**Set exercise**
Transcribe the database migrations text word for word, from "1. The upgrade.diff" up to and including "migrate script, e.g.".

Database migrations

When changes are made to the model classes in ckan.model that alter CKAN’s database schema, a migration script has to be added to migrate old CKAN databases to the new database schema when they upgrade their copies of CKAN. These migration scripts are kept in ckan.migration.versions.

When you upgrade a CKAN instance, as part of the upgrade process you run any necessary migration scripts with the paster db upgrade command:

paster --plugin=ckan db upgrade --config={.ini file}

A migration script should be checked into CKAN at the same time as the model changes it is related to. Before pushing the changes, ensure the tests pass when running against the migrated model, which requires the --ckan-migration setting.

To create a new migration script, create a python file in ckan/migration/versions/ and name it with a prefix numbered one higher than the previous one and some words describing the change.

You need to use the special engine provided by the SqlAlchemy Migrate. Here is the standard header for your migrate script:

from sqlalchemy import *
from migrate import *

The migration operations go in the upgrade function:

def upgrade(migrate_engine):
  metadata = MetaData()
  metadata.bind = migrate_engine

The following process should be followed when doing a migration. This process is here to make the process easier and to validate if any mistakes have been made:

  1. Get a dump of the database schema before you add your new migrate scripts.

    paster --plugin=ckan db clean --config={.ini file}
    paster --plugin=ckan db upgrade --config={.ini file}
    pg_dump -h host -s -f old.sql dbname
    
  2. Get a dump of the database as you have specified it in the model.

    paster --plugin=ckan db clean --config={.ini file}
    
    #this makes the database as defined in the model
    paster --plugin=ckan db create-from-model -config={.ini file}
    pg_dump -h host -s -f new.sql dbname
    
  3. Get agpdiff (apt-get it). It produces sql it thinks that you need to run on the database in order to get it to the updated schema.

    apgdiff old.sql new.sql > upgrade.diff
    

(or if you don’t want to install java use http://apgdiff.startnet.biz/diff_online.php)

  1. The upgrade.diff file created will have all the changes needed in sql. Delete the drop index lines as they are not created in the model.

  2. Put the resulting sql in your migrate script, e.g.

    migrate_engine.execute('''update table .........; update table ....''')
    
  3. Do a dump again, then a diff again to see if the the only thing left are drop index statements.

  4. run nosetests with --ckan-migration flag.

It’s that simple. Well almost.

  • If you are doing any table/field renaming adding that to your new migrate script first and use this as a base for your diff (i.e add a migrate script with these renaming before 1). This way the resulting sql won’t try to drop and recreate the field/table!
  • It sometimes drops the foreign key constraints in the wrong order causing an error so you may need to rearrange the order in the resulting upgrade.diff.
  • If you need to do any data transfer in the migrations then do it between the dropping of the constraints and adding of new ones.
  • May need to add some tests if you are doing data migrations.

An example of a script doing it this way is 034_resource_group_table.py. This script copies the definitions of the original tables in order to do the renaming the tables/fields.

In order to do some basic data migration testing extra assertions should be added to the migration script. Examples of this can also be found in 034_resource_group_table.py for example.

This statement is run at the top of the migration script to get the count of rows:

package_count = migrate_engine.execute('''select count(*) from package''').first()[0]

And the following is run after to make sure that row count is the same:

resource_group_after = migrate_engine.execute('''select count(*) from resource_group''').first()[0]
assert resource_group_after == package_count

**Material supplied**
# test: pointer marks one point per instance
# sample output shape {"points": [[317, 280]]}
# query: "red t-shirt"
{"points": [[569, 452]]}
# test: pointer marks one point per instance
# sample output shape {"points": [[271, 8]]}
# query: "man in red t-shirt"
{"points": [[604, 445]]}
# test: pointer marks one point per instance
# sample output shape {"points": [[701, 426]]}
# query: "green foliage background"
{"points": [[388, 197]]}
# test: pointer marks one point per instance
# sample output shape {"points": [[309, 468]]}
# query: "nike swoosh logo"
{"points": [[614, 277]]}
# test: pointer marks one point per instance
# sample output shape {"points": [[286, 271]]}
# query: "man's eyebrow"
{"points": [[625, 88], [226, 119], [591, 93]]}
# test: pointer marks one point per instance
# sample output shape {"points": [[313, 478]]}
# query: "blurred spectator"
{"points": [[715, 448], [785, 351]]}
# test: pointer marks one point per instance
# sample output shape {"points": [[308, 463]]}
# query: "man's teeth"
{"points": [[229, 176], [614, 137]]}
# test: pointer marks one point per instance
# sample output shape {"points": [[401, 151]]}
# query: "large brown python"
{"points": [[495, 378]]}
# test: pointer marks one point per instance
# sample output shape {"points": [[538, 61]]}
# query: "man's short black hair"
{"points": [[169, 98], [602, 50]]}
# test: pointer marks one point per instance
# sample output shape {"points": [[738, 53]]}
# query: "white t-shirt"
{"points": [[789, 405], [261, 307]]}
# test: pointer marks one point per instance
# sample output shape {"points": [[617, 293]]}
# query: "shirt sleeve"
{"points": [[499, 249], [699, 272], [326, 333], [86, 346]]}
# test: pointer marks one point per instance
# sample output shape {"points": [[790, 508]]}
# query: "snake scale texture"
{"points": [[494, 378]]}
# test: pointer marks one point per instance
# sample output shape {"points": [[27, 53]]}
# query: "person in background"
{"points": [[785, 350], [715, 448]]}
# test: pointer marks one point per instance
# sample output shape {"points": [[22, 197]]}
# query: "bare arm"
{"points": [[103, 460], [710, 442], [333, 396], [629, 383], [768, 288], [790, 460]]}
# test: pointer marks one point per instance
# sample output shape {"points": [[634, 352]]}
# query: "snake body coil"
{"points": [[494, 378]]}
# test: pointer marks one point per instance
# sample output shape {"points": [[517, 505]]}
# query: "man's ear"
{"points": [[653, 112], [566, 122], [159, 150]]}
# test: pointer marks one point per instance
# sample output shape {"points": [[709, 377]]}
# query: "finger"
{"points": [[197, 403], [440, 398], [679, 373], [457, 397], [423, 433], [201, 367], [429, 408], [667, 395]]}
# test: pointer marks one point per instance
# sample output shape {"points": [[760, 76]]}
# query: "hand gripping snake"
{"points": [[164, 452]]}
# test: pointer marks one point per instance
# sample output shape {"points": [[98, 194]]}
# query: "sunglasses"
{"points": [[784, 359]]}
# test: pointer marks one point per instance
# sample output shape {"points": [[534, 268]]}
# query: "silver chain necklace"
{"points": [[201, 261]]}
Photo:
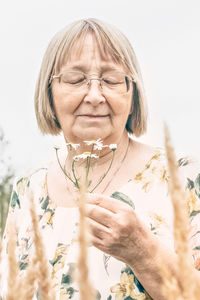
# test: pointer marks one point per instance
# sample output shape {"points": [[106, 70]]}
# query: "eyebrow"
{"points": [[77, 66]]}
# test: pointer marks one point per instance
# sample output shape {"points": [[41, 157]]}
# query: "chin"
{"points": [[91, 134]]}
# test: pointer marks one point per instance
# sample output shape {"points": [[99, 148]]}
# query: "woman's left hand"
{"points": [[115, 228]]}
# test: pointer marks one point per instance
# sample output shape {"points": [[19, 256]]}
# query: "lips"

**Result for this exercise**
1. The upgrade.diff file created will have all the changes needed in sql. Delete the drop index lines as they are not created in the model.

  2. Put the resulting sql in your migrate script, e.g.